::: DATASET EXTRACT

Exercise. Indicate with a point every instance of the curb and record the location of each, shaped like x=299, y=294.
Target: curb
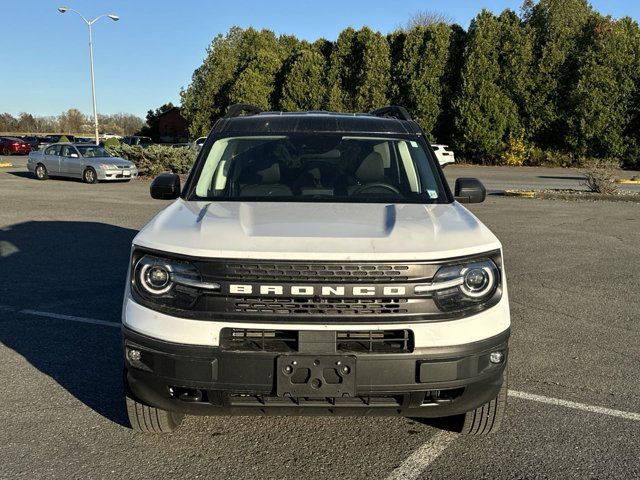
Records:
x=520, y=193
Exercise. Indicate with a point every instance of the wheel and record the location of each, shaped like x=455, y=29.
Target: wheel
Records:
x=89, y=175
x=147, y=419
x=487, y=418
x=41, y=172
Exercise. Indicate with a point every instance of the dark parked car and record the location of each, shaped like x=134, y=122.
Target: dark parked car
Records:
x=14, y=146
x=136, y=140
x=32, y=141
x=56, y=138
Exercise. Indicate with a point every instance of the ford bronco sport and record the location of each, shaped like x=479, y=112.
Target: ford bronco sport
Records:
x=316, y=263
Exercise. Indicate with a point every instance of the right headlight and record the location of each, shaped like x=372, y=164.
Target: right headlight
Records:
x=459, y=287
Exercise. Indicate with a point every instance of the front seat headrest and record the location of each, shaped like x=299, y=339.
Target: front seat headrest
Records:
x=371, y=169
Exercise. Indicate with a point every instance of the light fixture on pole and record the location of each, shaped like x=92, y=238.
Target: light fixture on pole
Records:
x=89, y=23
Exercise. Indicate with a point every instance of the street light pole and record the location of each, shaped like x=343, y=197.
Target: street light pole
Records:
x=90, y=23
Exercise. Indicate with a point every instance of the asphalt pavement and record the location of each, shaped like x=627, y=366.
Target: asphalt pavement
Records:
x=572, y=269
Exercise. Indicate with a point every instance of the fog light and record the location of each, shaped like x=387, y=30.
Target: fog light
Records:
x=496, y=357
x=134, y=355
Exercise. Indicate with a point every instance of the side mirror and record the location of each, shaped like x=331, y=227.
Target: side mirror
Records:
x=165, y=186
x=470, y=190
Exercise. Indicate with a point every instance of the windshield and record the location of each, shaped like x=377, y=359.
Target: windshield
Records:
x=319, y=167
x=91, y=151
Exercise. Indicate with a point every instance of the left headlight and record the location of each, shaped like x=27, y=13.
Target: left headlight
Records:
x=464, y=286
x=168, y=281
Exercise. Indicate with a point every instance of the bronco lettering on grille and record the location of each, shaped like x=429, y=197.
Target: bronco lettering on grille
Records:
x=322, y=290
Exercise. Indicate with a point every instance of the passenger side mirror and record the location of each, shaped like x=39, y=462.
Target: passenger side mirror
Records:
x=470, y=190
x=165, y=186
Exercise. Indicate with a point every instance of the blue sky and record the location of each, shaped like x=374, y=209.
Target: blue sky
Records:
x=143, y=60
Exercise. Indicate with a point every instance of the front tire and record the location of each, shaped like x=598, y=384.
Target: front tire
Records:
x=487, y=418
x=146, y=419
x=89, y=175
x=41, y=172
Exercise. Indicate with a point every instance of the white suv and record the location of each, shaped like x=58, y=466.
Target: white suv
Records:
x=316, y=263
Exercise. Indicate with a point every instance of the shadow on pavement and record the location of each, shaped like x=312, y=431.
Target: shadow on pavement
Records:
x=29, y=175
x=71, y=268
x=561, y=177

::::::

PROBLEM TO SOLVE —
Wherever the string "passenger" appears in the records above, copy the line it sits in.

EXERCISE SOLUTION —
Exercise. Indicate with a point every instance of the passenger side mirror and record the location of each, shaped like x=39, y=462.
Target: passenger side mirror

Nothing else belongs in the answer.